*Problem to solve*: Copy every one of the items below word for word, leaving nothing out and changing nothing.

##### Data excerpts

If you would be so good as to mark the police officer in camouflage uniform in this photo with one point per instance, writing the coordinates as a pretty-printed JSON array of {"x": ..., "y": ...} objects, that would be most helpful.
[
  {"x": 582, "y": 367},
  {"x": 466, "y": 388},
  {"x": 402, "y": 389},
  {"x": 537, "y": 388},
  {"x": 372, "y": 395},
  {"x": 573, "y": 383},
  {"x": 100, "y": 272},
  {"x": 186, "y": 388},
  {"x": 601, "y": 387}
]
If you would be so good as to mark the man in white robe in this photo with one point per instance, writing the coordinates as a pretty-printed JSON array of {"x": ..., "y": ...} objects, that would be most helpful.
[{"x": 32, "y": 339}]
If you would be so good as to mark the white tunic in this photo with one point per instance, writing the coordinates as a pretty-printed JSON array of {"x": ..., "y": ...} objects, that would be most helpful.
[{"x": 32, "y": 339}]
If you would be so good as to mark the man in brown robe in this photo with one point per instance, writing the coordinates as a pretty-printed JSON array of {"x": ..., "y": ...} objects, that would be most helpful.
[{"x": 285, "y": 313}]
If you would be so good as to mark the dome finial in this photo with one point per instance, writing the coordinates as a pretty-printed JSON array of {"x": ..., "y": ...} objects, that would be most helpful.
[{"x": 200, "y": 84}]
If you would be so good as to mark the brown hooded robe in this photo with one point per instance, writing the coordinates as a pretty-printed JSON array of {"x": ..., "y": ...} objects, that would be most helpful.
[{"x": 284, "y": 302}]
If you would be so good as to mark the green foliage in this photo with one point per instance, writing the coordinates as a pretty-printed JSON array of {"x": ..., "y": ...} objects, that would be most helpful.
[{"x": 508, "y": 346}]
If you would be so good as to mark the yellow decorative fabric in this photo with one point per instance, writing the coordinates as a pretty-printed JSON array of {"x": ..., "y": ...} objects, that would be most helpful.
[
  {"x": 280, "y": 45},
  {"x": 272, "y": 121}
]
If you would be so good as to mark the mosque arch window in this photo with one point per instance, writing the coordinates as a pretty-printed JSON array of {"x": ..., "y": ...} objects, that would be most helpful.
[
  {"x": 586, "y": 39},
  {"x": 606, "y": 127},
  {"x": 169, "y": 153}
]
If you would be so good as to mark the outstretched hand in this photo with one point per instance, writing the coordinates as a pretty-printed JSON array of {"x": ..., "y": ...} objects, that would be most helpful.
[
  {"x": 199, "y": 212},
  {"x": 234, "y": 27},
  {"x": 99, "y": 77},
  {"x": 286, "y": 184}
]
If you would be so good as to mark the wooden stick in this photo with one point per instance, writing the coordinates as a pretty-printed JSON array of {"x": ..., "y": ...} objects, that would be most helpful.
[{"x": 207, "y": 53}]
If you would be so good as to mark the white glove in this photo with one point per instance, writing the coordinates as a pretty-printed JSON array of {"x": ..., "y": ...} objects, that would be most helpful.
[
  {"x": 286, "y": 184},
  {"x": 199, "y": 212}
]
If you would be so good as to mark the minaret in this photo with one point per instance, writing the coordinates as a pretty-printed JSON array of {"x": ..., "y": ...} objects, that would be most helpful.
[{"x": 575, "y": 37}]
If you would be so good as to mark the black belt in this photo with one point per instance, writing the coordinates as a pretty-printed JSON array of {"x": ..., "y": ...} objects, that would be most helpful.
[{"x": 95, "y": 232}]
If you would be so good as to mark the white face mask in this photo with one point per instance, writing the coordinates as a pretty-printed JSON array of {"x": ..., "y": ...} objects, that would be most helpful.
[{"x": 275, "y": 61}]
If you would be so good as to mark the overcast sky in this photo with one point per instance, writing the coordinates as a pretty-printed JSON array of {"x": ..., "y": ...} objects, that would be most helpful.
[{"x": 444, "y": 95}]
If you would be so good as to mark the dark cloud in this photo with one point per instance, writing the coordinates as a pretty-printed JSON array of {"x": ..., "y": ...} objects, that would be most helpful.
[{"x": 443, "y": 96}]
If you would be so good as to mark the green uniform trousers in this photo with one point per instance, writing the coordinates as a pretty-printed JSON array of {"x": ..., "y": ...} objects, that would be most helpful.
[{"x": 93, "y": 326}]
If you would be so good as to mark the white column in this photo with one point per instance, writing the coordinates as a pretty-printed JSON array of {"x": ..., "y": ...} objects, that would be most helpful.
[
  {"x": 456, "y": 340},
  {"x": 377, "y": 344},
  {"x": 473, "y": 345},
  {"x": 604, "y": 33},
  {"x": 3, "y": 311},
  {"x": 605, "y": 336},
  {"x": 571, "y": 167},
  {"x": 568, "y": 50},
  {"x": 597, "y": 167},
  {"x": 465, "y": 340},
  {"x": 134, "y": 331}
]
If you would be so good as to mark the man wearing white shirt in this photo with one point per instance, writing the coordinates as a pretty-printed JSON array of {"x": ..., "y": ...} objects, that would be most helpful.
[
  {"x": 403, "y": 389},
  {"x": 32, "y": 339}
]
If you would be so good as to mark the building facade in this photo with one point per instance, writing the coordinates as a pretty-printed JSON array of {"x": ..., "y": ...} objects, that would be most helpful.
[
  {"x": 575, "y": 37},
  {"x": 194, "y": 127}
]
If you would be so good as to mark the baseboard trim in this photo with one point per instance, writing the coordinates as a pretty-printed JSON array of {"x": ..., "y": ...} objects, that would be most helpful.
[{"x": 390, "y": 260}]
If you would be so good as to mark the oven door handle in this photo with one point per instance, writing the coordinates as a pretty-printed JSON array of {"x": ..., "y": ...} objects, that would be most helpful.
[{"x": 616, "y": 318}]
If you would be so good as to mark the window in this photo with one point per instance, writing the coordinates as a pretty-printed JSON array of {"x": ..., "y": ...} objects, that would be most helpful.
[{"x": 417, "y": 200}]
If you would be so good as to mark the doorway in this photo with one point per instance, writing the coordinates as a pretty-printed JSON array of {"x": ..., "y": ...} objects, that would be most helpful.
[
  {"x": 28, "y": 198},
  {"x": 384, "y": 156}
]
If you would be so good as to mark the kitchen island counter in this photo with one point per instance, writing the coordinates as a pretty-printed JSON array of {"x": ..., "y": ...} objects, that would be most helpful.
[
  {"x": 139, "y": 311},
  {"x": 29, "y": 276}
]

##########

*Exercise response*:
If you would be so good as to mark the police officer in camouflage uniform in this photo with one point per instance, writing the coordinates as a pretty-printed JSON array of {"x": ..., "y": ...} objects, that would be most helpful.
[
  {"x": 582, "y": 367},
  {"x": 466, "y": 388},
  {"x": 402, "y": 389},
  {"x": 537, "y": 388},
  {"x": 372, "y": 395},
  {"x": 573, "y": 383},
  {"x": 100, "y": 272},
  {"x": 186, "y": 388},
  {"x": 601, "y": 387}
]
If you would be so good as to mark the man in white robe in this photo with one point per instance, writing the coordinates as a pretty-printed JSON array of {"x": ..., "y": ...} objects, that would be most helpful.
[{"x": 32, "y": 339}]
If you would be so good as to mark the white tunic in this photo with one point per instance, writing the coordinates as a pretty-printed JSON array of {"x": ..., "y": ...} objects, that would be most helpful.
[{"x": 32, "y": 339}]
If you would be so good as to mark the man in brown robe in this photo with one point per instance, writing the coordinates as a pretty-printed JSON array of {"x": ..., "y": ...} objects, that would be most helpful.
[{"x": 285, "y": 313}]
If you would be so good as to mark the dome finial in this photo with one point per instance, writing the coordinates as a pretty-printed JSON array of {"x": ..., "y": ...} objects, that would be most helpful.
[{"x": 200, "y": 84}]
If you would be so good as to mark the brown hooded robe in this photo with one point per instance, writing the coordinates as a pretty-printed JSON array of {"x": ..., "y": ...} objects, that would be most helpful.
[{"x": 284, "y": 302}]
If you would be so good as to mark the green foliage in this photo with one point per instance, writing the coordinates as a pretty-printed JSON array of {"x": ..., "y": ...} objects, that would be most helpful.
[{"x": 508, "y": 346}]
If you would be so good as to mark the yellow decorative fabric in this photo with one point per instance, writing the coordinates as a pretty-printed JSON array of {"x": ..., "y": ...} objects, that would be most helpful.
[
  {"x": 280, "y": 45},
  {"x": 272, "y": 121}
]
If you would be so good as to mark the mosque arch window in this photo with one point per instance, writing the coordinates as a pretty-printed JSON array of {"x": ..., "y": ...} objects, that would be most helpful.
[
  {"x": 586, "y": 39},
  {"x": 606, "y": 127},
  {"x": 169, "y": 153}
]
If you would be so good as to mark the outstretched hand in this photo with one point per instance, writing the coordinates as a pretty-printed JSON array of {"x": ..., "y": ...} objects, that would be most helpful.
[
  {"x": 199, "y": 212},
  {"x": 234, "y": 27},
  {"x": 99, "y": 77},
  {"x": 286, "y": 184}
]
If you would be so good as to mark the wooden stick in this photo with one point per instance, writing the coordinates as a pretty-printed JSON array of {"x": ..., "y": ...} objects, that would be most helpful.
[{"x": 207, "y": 53}]
If you would be so good as to mark the white glove in this photo with one point per instance, writing the coordinates as a pretty-printed JSON array of {"x": ..., "y": ...} objects, that would be most helpful.
[
  {"x": 286, "y": 184},
  {"x": 199, "y": 212}
]
If you would be so good as to mark the minaret in this photo with one point per instance, writing the coordinates as a pretty-printed JSON array of {"x": ..., "y": ...} objects, that would be most helpful.
[{"x": 575, "y": 37}]
If you would be so good as to mark the black belt in this photo with one point per instance, writing the coordinates as a pretty-printed JSON array of {"x": ..., "y": ...} objects, that would be most helpful.
[{"x": 95, "y": 232}]
If you would be so good as to mark the white face mask in this photo with one point per instance, writing the coordinates as a pretty-printed JSON array of {"x": ..., "y": ...} objects, that would be most helpful.
[{"x": 275, "y": 61}]
If you would be so good as to mark the overcast sky in this photo with one point per instance, writing the coordinates as a pretty-printed JSON array of {"x": ..., "y": ...} objects, that would be most helpful.
[{"x": 444, "y": 95}]
If you would be so good as to mark the dark cloud in this photo with one point per instance, writing the coordinates as a pretty-printed JSON array of {"x": ..., "y": ...} objects, that would be most helpful.
[{"x": 443, "y": 96}]
If you would be so good as to mark the green uniform trousers in this photo with one point per instance, writing the coordinates as a pretty-printed JSON array of {"x": ..., "y": ...} objects, that would be most helpful.
[{"x": 93, "y": 326}]
If you would be so good as to mark the white column in this photo with one point per instance, writing the coordinates as a pretty-printed JSON array of {"x": ..., "y": ...} objects, that would be most helpful.
[
  {"x": 456, "y": 340},
  {"x": 377, "y": 344},
  {"x": 473, "y": 345},
  {"x": 604, "y": 33},
  {"x": 3, "y": 311},
  {"x": 605, "y": 336},
  {"x": 571, "y": 167},
  {"x": 568, "y": 50},
  {"x": 597, "y": 167},
  {"x": 465, "y": 340},
  {"x": 134, "y": 331}
]
If you would be so good as to mark the man wearing white shirt in this photo with one point per instance, writing the coordinates as a pretty-printed JSON array of {"x": ..., "y": ...} objects, that would be most helpful.
[
  {"x": 403, "y": 389},
  {"x": 32, "y": 339}
]
If you would be so good as to mark the building facade in this photo with one point per instance, writing the coordinates as a pretty-printed JSON array of {"x": ..., "y": ...} objects, that would be most helpful.
[
  {"x": 575, "y": 37},
  {"x": 194, "y": 127}
]
If you would be so good as to mark the baseboard trim in this photo with one point per instance, writing the coordinates as a pretty-printed JSON array of {"x": ..., "y": ...} objects, that would be most helpful.
[{"x": 390, "y": 260}]
If you would be so good as to mark the oven door handle in this photo with one point per instance, writing the coordinates as a pretty-printed JSON array of {"x": ..., "y": ...} objects, that would be most helpful.
[{"x": 616, "y": 318}]
If you would be so good as to mark the window in this photo with one point per instance, writing the coordinates as a pretty-printed JSON array of {"x": ..., "y": ...} objects, that would be most helpful.
[{"x": 417, "y": 200}]
If you would be so good as to mark the doorway in this photo with one point per instance, writing the coordinates as a pretty-printed JSON array of {"x": ..., "y": ...} objects, that would be most helpful.
[
  {"x": 28, "y": 198},
  {"x": 384, "y": 156}
]
If you would be so good as to mark the kitchen island counter in this photo with one point per instance, writing the coordinates as a pretty-printed JSON array of {"x": ..., "y": ...} objects, that would be most helpful.
[
  {"x": 139, "y": 311},
  {"x": 29, "y": 276}
]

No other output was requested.